What to do
Look below for the line with "For every instance of the white window". Extract that line and each one after it through the last, word for word.
* * * *
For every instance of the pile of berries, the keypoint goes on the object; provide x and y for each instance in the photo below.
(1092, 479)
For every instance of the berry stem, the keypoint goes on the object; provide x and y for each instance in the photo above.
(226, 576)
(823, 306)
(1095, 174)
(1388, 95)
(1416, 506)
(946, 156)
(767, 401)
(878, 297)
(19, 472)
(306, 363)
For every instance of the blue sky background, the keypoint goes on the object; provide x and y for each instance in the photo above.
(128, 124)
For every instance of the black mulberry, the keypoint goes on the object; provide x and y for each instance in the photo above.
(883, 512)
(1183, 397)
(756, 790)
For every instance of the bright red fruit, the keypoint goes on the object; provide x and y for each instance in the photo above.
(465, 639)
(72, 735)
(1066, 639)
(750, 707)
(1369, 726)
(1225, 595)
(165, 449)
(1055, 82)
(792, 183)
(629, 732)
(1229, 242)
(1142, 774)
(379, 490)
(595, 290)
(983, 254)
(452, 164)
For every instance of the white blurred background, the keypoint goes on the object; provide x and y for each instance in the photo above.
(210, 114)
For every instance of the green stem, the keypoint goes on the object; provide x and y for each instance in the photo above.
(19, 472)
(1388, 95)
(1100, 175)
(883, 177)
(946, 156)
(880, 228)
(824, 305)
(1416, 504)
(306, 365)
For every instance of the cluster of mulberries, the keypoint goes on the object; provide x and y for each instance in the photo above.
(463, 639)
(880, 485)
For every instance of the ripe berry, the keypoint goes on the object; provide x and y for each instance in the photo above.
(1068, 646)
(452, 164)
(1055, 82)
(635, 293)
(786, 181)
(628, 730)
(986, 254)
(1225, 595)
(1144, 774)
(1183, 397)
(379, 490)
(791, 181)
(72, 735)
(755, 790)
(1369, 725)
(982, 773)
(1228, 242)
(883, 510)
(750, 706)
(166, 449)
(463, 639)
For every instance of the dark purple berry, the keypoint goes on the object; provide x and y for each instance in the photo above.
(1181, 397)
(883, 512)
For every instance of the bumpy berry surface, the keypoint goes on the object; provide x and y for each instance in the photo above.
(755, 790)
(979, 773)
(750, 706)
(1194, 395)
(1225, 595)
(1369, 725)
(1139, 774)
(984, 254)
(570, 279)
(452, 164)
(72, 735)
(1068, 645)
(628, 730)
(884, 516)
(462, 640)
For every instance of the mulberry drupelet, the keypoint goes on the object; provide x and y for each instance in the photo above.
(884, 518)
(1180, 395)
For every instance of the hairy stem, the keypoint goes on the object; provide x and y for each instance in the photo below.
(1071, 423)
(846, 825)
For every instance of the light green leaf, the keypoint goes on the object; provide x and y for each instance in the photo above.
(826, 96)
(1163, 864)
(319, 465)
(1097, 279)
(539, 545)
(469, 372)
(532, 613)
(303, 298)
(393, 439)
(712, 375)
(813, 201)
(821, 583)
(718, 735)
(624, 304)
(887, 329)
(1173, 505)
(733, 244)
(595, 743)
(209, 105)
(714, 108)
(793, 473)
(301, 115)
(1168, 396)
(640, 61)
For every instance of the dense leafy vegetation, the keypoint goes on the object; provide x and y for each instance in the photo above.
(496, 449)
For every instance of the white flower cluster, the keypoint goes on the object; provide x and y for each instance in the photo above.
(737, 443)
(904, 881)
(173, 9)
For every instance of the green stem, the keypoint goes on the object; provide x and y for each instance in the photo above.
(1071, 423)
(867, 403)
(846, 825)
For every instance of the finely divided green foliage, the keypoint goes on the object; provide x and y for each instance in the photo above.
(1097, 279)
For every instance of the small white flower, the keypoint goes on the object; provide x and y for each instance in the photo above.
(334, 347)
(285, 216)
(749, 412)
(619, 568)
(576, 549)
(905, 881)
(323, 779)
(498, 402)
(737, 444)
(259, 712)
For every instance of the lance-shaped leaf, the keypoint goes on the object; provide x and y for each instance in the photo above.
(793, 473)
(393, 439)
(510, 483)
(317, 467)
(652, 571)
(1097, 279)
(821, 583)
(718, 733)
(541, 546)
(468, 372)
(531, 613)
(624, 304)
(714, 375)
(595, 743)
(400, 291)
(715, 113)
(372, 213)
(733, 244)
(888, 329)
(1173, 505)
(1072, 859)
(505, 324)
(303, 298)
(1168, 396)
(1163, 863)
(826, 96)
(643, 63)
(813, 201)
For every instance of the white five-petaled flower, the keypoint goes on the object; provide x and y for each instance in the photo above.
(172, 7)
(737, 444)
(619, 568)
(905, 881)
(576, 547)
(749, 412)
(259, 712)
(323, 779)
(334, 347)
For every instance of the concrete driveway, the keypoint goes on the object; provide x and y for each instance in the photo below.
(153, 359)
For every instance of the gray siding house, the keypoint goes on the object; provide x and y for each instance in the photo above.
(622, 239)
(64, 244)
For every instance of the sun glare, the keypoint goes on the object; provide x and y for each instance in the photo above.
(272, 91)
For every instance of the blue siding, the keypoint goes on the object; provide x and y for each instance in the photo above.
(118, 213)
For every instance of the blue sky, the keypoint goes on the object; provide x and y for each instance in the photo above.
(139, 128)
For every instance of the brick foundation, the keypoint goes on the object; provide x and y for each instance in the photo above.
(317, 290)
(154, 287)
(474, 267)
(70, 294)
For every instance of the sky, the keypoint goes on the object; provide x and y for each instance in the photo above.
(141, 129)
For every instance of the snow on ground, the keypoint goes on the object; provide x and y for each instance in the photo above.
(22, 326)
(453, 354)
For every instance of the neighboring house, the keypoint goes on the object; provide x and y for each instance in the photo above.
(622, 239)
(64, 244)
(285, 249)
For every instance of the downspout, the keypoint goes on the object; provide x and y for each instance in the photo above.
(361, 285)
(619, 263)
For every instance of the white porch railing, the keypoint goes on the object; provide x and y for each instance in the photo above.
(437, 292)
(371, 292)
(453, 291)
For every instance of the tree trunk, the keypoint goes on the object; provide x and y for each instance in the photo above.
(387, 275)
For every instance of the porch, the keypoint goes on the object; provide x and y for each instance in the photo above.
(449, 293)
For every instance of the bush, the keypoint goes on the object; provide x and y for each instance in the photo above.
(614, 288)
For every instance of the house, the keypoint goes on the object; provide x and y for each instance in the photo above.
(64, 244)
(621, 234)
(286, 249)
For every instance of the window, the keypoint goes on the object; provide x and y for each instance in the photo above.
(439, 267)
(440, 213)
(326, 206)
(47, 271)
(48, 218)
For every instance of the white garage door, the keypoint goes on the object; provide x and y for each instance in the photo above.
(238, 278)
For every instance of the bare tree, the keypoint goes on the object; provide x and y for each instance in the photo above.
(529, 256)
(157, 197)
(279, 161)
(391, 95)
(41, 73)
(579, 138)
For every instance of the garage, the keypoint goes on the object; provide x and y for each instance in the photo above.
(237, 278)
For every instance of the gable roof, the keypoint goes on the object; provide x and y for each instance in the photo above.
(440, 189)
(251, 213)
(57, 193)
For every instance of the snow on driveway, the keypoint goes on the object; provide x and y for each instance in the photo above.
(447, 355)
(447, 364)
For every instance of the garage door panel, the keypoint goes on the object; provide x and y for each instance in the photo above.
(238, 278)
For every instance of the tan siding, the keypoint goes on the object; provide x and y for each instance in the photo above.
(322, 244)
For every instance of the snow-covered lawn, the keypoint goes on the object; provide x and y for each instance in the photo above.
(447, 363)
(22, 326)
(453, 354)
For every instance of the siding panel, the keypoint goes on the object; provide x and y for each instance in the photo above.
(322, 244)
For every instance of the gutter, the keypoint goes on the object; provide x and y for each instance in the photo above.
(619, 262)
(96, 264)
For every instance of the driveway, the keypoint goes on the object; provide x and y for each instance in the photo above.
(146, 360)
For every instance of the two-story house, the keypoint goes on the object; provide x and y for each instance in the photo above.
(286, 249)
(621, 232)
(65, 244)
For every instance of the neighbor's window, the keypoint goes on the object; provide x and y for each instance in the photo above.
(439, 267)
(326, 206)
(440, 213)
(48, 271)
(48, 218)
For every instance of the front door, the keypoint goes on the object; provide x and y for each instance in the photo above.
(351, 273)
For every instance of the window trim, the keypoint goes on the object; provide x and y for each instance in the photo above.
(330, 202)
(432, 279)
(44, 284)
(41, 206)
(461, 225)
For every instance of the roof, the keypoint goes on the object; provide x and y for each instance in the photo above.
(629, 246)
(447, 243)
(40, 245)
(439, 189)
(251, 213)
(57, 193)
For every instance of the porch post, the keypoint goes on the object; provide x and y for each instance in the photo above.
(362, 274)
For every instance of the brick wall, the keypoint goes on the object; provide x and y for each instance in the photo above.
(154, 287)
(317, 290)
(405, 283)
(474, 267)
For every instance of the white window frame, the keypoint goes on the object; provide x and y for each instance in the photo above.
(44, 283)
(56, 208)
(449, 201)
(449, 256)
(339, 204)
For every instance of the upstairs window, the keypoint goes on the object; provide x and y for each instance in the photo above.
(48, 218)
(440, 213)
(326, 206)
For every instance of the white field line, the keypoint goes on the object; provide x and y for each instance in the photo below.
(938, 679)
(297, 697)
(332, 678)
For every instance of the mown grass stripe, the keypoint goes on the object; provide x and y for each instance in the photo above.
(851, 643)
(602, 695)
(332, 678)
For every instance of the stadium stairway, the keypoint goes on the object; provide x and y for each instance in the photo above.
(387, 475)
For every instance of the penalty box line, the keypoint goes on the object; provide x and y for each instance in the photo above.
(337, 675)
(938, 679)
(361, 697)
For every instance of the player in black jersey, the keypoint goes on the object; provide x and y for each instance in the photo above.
* * * *
Finished task
For every instance of the white window frame, the keypoint goes on the object; provide x and y for each instance in the photo above.
(44, 283)
(56, 208)
(449, 201)
(449, 256)
(339, 204)
For every instance of the upstairs window, the keypoint goes on the object; provide x and y for each instance in the photo above.
(48, 218)
(440, 213)
(326, 206)
For every instance of the white field line, the keypoint goes on the object; provide x and y for each instance in the photo below.
(938, 679)
(297, 697)
(332, 678)
For every instance of the mown grass stripe, the keypoint goes on the object; provide x and y for each instance in the photo above.
(851, 643)
(602, 695)
(332, 678)
For every instance of the stadium stairway, the keypoint goes on the object; provide x and y for each instance in the photo above.
(387, 475)
For every instance of the penalty box line, the keypoint goes on the object; provide x and y for each instance in the photo above.
(337, 675)
(938, 679)
(361, 697)
For every instance of the player in black jersey, the keypoint goes on the object; provide x and y for each instance in the photo above.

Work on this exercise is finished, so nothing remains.